Explore the material:
- a) Answer these questions from the Dylan James profile, each in a few words:
(i) Which team does his younger brother play for?
(ii) What is his hometown?
(iii) What was his personal goal for this season?
- b) From the Dylan James profile, return the text between "Know Your Athlete: Dylan" and "Trent University Excalibur.", inclusive.
- c) In the Dylan James profile, why did he attend McGill instead of playing in the NCAA as he had first hoped? Answer in one to three sentences.
+++ Passage provided +++
Know Your Athlete, Lacrosse, Men's Varsity, Sports

Know Your Athlete: Dylan James

McGill Redbirds’ Dylan James comes from a lacrosse family. He followed in the footsteps of his older cousins who played and now his younger brother, Austin James, competes in the same league, playing for the Trent University Excalibur.

Although James played ice hockey when he was younger, he eventually shifted his focus to lacrosse.

“Although I did enjoy hockey, it was much more of a social thing. [Hockey] was competitive and I definitely tried at it, but it was much more about enjoying the sport with friends,” James said in an interview with The Tribune. “With lacrosse, I realized that there was a deeper passion and opportunities in the future that I was looking forward to.”

James dreamed of playing university lacrosse since high school. He completed two years of high school in his hometown of Little Britain, Ontario. However, after tenth grade, he transferred to Virginia Episcopal School, an American boarding school whose representatives he met with after playing a lacrosse tournament in the United States. The school offered him a spot on their lacrosse team in pursuit of playing at a university level.

Until he was 13, James primarily played box lacrosse because it was the only option available in such a small town. Then, in grade seven, he tried field lacrosse, where he was able to thrive.

Although James originally hoped to play in the National Collegiate Athletic Association (NCAA), the COVID-19 pandemic pushed him to return home to Canada for university and attend McGill. Now in his second year of eligibility after the pandemic sidetracked the lacrosse program for two years, James has enjoyed his experience as a student-athlete alongside his teammates.

“Playing a varsity sport is a huge commitment to begin with, but it feels like much less of a commitment when you have the community of guys that we have,” he said. “There are definitely going to be days where you’re a little sore, you’re beat up, you just don’t really feel like playing, but then you have teammates that are willing to put in the work but also want to have a good time––it’s a group of friends.”

His personal goal for this season was to be more of a leader in the attack.

“Last year, I didn’t step in the role that I knew I probably could have filled, whether I want to blame that on injuries or it being my first year—all of those are kind of just excuses,” James explained. “The reality is, I just wasn’t stepping up the way that I thought I should have, and that was a big thing for me.”

James also wants to make the most of the time he has left with his team in his last year on the team before he graduates, whether that means enjoying the social events more or just hanging out with his teammates outside of practice and games.
+++ Records +++
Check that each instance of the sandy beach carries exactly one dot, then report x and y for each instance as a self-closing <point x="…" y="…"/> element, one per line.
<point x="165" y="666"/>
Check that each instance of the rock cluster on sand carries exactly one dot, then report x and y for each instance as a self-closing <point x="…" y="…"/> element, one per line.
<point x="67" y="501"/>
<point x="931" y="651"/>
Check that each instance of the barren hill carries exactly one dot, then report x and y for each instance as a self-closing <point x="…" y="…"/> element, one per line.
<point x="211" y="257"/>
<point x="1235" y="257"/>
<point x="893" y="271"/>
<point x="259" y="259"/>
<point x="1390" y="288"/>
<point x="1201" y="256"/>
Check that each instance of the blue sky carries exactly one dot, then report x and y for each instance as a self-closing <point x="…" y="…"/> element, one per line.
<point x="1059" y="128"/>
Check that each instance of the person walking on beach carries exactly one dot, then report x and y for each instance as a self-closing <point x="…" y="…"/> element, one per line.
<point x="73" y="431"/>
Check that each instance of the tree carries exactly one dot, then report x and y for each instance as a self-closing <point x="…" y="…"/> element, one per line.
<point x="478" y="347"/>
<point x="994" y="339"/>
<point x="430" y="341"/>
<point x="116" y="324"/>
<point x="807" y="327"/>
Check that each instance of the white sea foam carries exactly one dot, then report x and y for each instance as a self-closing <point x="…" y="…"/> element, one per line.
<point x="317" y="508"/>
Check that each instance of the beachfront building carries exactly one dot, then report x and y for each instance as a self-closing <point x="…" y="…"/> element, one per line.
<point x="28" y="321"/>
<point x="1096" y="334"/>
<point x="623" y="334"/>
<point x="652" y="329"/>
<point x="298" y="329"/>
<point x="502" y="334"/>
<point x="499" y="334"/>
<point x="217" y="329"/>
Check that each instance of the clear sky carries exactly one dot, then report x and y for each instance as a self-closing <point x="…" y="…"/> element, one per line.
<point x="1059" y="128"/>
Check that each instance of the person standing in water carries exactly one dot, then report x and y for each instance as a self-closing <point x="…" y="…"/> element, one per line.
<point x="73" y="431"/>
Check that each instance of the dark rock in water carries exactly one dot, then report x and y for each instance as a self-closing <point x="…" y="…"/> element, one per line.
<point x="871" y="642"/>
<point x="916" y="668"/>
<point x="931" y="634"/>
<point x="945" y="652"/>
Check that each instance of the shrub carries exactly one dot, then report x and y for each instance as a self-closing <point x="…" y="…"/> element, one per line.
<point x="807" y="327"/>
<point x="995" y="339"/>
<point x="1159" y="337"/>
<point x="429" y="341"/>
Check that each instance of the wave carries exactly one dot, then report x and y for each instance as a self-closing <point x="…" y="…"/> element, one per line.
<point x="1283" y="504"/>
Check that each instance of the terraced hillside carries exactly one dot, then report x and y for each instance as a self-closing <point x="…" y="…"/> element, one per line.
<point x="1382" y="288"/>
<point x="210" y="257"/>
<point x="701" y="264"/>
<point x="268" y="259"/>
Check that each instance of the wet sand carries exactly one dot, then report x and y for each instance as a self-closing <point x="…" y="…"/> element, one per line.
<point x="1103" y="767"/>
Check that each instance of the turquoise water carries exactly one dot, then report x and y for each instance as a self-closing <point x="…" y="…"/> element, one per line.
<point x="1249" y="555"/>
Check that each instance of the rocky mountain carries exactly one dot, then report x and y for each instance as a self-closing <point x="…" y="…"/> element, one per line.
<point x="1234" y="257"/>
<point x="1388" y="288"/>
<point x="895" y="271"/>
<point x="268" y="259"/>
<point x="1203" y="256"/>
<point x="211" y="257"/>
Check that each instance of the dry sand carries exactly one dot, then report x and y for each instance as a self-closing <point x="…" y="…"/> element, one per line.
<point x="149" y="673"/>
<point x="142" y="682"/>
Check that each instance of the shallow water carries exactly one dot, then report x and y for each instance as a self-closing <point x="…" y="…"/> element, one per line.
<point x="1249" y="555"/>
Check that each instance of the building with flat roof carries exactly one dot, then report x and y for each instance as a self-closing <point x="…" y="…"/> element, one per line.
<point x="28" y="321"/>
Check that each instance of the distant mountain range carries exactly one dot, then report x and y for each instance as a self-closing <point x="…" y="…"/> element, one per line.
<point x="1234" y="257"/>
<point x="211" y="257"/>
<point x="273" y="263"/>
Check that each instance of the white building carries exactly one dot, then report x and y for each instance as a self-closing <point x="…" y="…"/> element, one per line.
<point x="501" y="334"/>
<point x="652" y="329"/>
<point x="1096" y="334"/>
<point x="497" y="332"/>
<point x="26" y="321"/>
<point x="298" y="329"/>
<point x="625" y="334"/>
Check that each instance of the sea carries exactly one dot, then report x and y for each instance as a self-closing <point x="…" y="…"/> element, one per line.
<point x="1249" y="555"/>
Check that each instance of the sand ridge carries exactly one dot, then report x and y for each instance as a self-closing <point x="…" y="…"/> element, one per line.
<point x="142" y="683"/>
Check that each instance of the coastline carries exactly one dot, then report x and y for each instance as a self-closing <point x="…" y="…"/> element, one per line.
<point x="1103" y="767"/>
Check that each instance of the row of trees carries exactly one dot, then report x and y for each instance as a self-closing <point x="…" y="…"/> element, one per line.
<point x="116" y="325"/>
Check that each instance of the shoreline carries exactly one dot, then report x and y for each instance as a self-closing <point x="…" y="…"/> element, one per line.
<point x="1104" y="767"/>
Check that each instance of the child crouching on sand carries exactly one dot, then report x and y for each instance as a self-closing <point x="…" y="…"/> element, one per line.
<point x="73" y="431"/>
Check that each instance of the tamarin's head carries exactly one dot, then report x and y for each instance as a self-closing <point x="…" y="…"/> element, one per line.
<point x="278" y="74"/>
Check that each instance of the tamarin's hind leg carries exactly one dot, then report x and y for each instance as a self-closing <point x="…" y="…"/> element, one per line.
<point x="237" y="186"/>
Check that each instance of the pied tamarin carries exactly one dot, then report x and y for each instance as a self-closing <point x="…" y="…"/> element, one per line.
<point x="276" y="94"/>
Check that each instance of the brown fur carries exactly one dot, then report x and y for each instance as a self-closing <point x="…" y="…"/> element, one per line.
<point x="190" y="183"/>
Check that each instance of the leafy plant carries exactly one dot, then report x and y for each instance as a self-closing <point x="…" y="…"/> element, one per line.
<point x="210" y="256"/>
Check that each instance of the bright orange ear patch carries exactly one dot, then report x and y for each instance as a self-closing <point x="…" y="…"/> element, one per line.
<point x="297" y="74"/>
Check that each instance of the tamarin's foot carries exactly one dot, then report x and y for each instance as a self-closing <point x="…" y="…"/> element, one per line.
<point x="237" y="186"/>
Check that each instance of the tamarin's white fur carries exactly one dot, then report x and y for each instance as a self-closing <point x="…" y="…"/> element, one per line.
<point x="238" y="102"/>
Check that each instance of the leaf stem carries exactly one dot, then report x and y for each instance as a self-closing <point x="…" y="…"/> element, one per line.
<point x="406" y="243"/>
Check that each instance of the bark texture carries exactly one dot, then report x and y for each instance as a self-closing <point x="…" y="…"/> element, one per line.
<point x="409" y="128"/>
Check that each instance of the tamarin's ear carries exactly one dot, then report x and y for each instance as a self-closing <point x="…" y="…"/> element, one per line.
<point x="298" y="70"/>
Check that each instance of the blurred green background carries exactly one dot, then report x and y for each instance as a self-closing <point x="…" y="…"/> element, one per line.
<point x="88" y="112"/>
+++
Solutions to the tasks:
- a)
(i) The Trent University Excalibur
(ii) Little Britain, Ontario
(iii) To be more of a leader in the attack

- b)
Know Your Athlete: Dylan James

McGill Redbirds’ Dylan James comes from a lacrosse family. He followed in the footsteps of his older cousins who played and now his younger brother, Austin James, competes in the same league, playing for the Trent University Excalibur.

- c) The COVID-19 pandemic pushed him to return home to Canada for university. That led him to attend McGill rather than pursue the NCAA.